- [Task objective]:
Continue the overnight news sentiment notebook below from the point where it stops.

- [Supplied passage]:
============
# Overnight News Sentiment
With some scraping magic, our team collected news headlines for our `FANG` Stocks from `https://www.nasdaq.com/symbol/{ticker}/news-headlines` into `dataset/nasdaq/FANG.csv`

With the `mkt_dt_utils` and `sentiment_utils` we created, we can compute **Overnight News Sentiments** for a given stock for the purpose of doing studies against overnight stock returns

## Let's Load Our Data

In [15]:
import pandas as pd
import numpy as np

In [16]:
fname = 'dataset/nasdaq/raw.csv'
data = pd.read_csv( fname, header = 0, index_col = None)

In [17]:
data.tail()

Unnamed: 0,datetime,stockcode,source,headline,article,urls
6400,"February 04, 2019, 03:26:00 PM EDT",NFLX,Zacks.com,"Super Bowl Spending, Streaming & Amazon's Big ...",\n Welcome to the latest episode of the Fu...,https://www.nasdaq.com/article/super-bowl-spen...
6401,"February 04, 2019, 01:24:00 PM EDT",NFLX,Zacks.com,Buy Apple (AAPL) Stock on Streaming TV Push to...,\n Shares of Apple AAPL jumped over 2.5% Mond...,https://www.nasdaq.com/article/buy-apple-aapl-...
6402,"February 04, 2019, 12:42:43 PM EDT",NFLX,InvestorPlace Media,3 Must-Watch Comic Book Movies on Netflix,"\nInvestorPlace - Stock Market News, Stock Adv...",https://www.nasdaq.com/article/3-must-watch-co...
6403,"February 04, 2019, 12:36:05 PM EDT",NFLX,InvestorPlace Media,2 Crazy Acquisitions That Would Boost Alphabet...,"\nInvestorPlace - Stock Market News, Stock Adv...",https://www.nasdaq.com/article/2-crazy-acquisi...
6404,"February 04, 2019, 04:38:00 PM EDT",NFLX,,US STOCKS-Boost in tech shares sends Wall Stre...,\n\n\nShutterstock photo\n\n@media screen and ...,https://www.nasdaq.com/article/us-stocksboost-...


In [18]:
# data['timestring'] = data.index
# data['timestring'] = data['timestring'].astype('str')
data['datetime'] = data['datetime'].astype('str')
data['tz'] = data['datetime'].apply( lambda x: x[-3:])
============
- [Pointing data excerpts]:
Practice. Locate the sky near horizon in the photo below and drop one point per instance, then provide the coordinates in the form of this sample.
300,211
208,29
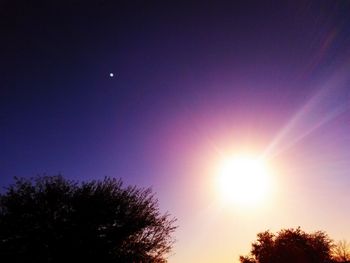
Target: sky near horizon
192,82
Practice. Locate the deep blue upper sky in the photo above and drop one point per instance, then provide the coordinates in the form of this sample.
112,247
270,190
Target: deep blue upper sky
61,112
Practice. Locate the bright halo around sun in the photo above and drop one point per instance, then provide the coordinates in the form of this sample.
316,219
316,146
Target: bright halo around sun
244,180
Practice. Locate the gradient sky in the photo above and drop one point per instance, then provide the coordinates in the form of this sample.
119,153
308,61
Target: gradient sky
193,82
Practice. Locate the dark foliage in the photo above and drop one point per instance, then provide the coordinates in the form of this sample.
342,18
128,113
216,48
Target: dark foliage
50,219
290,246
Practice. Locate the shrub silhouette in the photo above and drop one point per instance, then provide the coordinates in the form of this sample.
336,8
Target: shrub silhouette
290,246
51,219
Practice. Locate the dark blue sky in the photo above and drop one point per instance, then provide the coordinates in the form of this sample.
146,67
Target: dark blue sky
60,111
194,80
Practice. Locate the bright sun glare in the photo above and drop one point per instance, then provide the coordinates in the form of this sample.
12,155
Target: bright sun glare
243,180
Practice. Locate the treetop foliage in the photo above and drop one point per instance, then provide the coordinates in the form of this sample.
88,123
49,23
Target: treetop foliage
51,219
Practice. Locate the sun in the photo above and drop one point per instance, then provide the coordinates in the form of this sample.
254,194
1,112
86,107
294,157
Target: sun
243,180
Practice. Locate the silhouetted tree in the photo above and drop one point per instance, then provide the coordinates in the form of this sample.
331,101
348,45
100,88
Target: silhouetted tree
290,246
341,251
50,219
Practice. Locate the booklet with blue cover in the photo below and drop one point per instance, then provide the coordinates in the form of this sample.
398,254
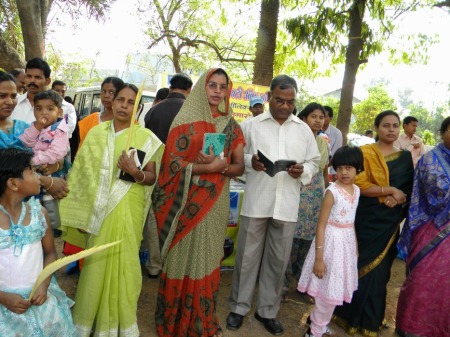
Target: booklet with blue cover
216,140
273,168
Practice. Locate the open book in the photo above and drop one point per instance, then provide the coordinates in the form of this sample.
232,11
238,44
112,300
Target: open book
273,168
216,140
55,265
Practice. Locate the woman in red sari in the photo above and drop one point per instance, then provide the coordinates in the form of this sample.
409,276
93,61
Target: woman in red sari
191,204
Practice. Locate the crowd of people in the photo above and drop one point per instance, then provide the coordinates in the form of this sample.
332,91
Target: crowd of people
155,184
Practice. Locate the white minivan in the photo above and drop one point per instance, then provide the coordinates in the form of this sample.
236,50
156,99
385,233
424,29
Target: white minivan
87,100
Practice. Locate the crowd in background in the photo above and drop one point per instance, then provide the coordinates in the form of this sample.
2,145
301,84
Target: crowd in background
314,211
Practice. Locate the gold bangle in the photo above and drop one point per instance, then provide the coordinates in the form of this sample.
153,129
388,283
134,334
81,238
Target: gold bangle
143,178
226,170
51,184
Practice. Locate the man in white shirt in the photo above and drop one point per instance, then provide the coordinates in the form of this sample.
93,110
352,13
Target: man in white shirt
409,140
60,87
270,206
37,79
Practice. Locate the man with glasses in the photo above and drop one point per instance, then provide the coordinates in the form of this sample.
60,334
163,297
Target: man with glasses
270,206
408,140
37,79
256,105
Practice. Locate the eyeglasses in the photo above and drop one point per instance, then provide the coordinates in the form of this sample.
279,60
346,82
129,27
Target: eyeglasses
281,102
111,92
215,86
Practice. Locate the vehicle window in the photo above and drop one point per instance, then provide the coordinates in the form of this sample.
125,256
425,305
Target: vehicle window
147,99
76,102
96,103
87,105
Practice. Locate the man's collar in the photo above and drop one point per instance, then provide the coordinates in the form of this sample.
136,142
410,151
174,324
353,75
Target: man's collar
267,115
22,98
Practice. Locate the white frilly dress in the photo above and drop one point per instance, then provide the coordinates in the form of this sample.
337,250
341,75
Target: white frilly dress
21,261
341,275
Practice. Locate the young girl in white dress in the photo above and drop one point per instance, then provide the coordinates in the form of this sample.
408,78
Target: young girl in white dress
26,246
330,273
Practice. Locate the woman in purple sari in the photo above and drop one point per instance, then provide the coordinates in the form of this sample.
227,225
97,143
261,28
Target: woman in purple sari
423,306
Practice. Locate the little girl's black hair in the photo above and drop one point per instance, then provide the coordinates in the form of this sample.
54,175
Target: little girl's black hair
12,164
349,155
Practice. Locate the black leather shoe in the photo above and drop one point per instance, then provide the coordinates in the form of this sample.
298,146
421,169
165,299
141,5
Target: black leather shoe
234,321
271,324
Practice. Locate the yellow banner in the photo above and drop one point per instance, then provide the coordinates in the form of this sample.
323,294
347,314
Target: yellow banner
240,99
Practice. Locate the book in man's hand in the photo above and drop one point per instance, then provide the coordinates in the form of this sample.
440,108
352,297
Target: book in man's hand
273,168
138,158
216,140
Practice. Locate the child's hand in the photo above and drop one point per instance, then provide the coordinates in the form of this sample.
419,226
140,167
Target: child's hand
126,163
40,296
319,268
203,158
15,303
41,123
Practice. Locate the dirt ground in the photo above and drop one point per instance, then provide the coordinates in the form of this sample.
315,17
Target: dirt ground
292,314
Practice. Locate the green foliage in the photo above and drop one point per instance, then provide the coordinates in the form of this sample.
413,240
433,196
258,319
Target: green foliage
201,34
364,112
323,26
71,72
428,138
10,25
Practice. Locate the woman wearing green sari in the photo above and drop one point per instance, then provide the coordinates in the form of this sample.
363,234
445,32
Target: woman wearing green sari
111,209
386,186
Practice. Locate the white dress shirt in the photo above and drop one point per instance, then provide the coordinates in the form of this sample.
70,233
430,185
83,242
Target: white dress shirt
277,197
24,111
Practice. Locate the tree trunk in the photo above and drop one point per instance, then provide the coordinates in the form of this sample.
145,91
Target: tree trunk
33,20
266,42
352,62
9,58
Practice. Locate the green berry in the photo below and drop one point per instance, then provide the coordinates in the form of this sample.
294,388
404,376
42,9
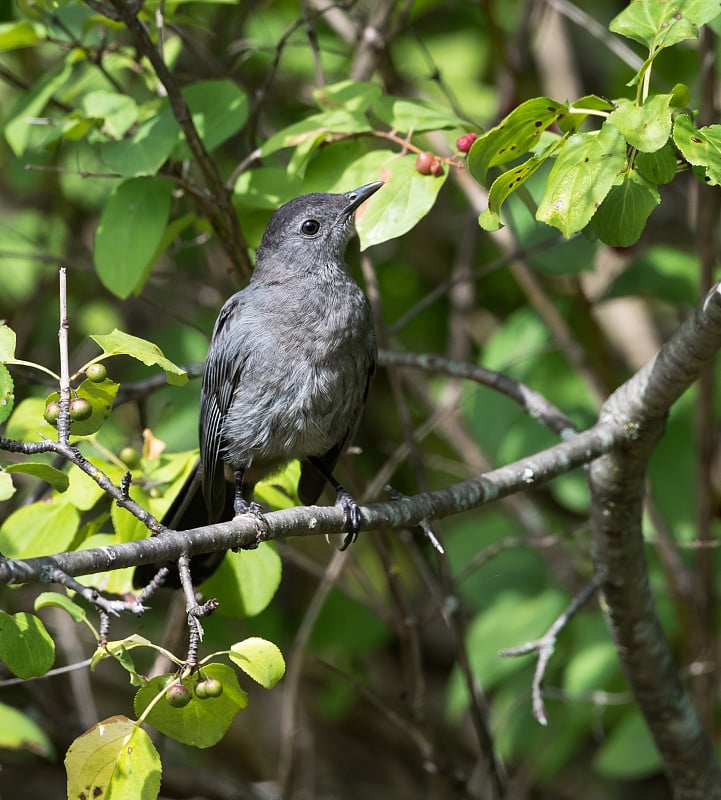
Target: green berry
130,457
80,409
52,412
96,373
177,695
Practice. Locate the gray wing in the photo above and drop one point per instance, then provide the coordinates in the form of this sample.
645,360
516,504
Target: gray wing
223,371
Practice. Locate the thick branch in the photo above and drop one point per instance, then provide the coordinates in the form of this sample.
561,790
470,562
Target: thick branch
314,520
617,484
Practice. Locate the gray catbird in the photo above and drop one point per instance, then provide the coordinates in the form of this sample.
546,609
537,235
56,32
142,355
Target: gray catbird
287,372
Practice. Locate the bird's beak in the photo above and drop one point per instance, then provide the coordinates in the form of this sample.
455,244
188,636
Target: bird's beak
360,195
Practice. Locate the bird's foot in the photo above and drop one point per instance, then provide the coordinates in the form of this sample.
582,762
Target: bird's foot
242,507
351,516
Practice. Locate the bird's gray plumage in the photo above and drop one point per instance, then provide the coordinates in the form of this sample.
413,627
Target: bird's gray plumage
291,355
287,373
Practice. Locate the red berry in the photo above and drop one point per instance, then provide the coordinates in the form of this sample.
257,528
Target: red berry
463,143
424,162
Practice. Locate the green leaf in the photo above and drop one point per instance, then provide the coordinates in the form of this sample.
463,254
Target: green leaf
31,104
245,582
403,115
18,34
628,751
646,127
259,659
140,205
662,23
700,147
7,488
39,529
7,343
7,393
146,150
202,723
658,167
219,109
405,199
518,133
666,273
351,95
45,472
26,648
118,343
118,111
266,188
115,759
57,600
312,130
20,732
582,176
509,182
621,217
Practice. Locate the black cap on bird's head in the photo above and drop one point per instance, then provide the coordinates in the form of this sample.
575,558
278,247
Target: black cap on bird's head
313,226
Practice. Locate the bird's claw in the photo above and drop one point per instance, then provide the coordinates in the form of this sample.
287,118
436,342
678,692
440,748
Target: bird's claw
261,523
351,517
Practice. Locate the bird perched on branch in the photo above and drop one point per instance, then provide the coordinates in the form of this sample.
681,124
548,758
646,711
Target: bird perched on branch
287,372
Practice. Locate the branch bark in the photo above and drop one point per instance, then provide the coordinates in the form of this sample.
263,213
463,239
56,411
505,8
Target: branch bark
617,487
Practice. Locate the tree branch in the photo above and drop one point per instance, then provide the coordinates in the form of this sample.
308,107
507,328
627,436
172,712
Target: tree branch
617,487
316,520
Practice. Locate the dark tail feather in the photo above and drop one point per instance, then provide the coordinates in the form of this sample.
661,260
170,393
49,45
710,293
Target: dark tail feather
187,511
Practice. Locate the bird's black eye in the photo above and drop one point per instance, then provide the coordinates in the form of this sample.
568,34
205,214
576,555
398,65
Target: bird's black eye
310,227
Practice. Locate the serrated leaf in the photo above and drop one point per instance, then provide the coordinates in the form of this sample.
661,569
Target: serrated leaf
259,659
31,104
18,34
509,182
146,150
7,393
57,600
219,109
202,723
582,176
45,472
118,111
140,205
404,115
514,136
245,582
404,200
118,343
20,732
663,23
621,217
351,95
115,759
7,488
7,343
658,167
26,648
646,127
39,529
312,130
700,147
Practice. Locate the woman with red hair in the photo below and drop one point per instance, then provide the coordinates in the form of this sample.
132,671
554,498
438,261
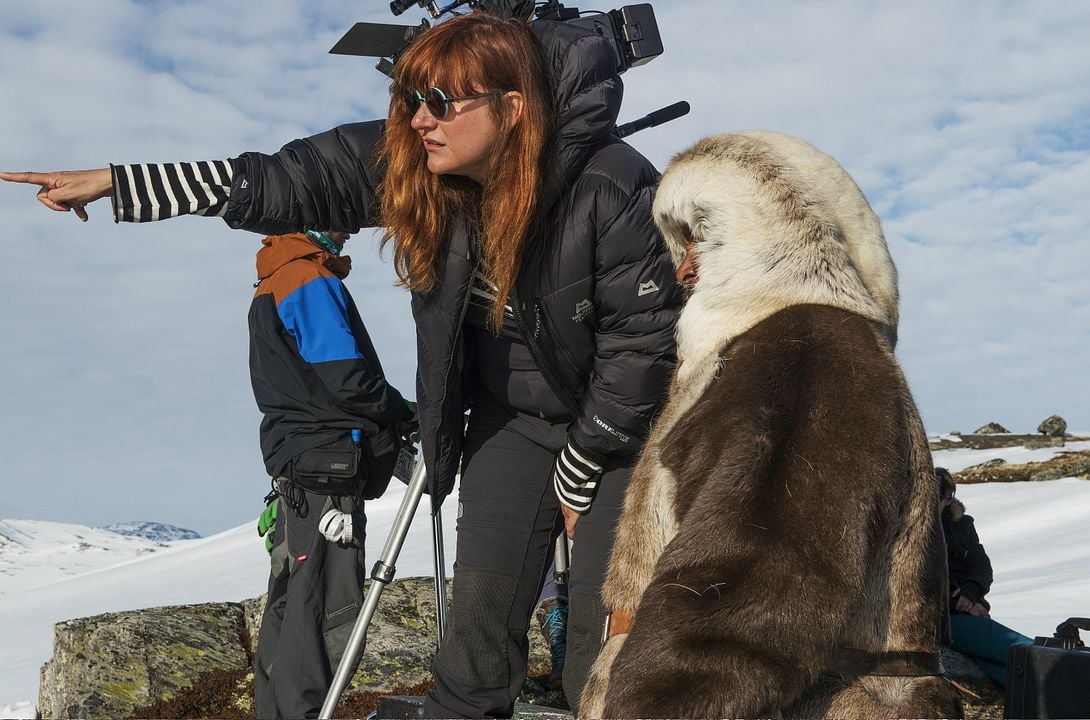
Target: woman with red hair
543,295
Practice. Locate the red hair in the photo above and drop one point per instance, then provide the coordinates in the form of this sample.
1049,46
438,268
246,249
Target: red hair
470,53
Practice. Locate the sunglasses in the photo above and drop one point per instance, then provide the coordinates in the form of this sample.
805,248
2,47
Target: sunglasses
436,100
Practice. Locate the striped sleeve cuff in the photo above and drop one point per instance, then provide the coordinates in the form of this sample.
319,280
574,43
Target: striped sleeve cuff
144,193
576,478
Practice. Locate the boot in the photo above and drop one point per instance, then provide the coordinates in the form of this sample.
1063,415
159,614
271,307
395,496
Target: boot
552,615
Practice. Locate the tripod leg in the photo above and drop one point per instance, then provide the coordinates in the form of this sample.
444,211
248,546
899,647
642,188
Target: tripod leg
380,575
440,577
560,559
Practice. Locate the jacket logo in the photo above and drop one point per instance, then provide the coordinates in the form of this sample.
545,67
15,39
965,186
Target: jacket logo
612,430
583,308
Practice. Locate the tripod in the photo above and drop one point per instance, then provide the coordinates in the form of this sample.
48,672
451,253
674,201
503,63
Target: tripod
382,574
============
- [Expected output]:
In [19]:
data[data['tz']!= 'EDT']

Unnamed: 0,datetime,stockcode,source,headline,article,urls,tz
545,,AMZN,,"The Zacks Analyst Blog Highlights: Netflix, Di...",\n\n\nShutterstock photo\n\n\n\n\n\n\n\r\n ...,https://www.nasdaq.com/article/the-zacks-analy...,
551,,AMZN,,Amazon Announces New Job Positions for New Yor...,\n\n\nShutterstock photo\n\n\n\n\n\n\n\r\n ...,https://www.nasdaq.com/article/amazon-announce...,
582,,AMZN,,Why Amazon (AMZN) is Poised to Beat Earnings E...,\n\n\nShutterstock photo\n\n\n\n\n\n\n\r\n ...,https://www.nasdaq.com/article/why-amazon-amzn...,
602,,AMZN,,Amazon (AMZN) Dips More Than Broader Markets: ...,\n\n\nShutterstock photo\n\n\n\n\n\n\n\r\n ...,https://www.nasdaq.com/article/amazon-amzn-dip...,
2061,,GOOGL,,Amazon Announces New Job Positions for New Yor...,\n\n\nShutterstock photo\n\n\n\n\n\n\n\r\n ...,https://www.nasdaq.com/article/amazon-announce...,
2089,,GOOGL,,Alphabet (GOOGL) Dips More Than Broader Market...,\n\n\nShutterstock photo\n\n\n\n\n\n\n\r\n ...,https://www.nasdaq.com/article/alphabet-googl-...,
4992,,NFLX,,"The Zacks Analyst Blog Highlights: Netflix, Di...",\n\n\nShutterstock photo\n\n\n\n\n\n\n\r\n ...,https://www.nasdaq.com/article/the-zacks-analy...,


### Remove Bad Data

In [29]:
dup_filter = data.duplicated()
na_dt = pd.to_datetime(data['datetime']).isna() #data.datetime.isna()

print(f'Dataset has {len(data)} points, of which; {sum(dup_filter)} are duplicates, and {sum(na_dt)} are missing DateTime info.')

Dataset has 6021 points, of which; 0 are duplicates, and 7 are missing DateTime info.


In [30]:
data = data.drop_duplicates()
data = data[ - pd.to_datetime(data.datetime).isna()]
print(f'After cleaning we have {len(data)} data points')



After cleaning we have 6014 data points


In [22]:
data['tz'] = data['tz'].apply( lambda x : 'EST' if x == 'EDT' else x)
data['dt'] = pd.to_datetime(data['datetime']).dt.tz_localize('EST')

In [8]:
data.head()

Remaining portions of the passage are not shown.